▸ Description of the task
Using the records that follow, count the lines containing the word "lens" and give that number only.

▸ Records for the task
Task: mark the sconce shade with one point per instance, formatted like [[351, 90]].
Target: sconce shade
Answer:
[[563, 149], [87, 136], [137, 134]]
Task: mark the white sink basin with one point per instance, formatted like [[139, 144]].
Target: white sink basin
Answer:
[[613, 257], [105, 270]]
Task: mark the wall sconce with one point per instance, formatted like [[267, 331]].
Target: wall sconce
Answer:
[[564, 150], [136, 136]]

* * *

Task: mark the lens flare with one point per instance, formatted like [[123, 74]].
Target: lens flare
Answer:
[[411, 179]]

▸ Your solution
2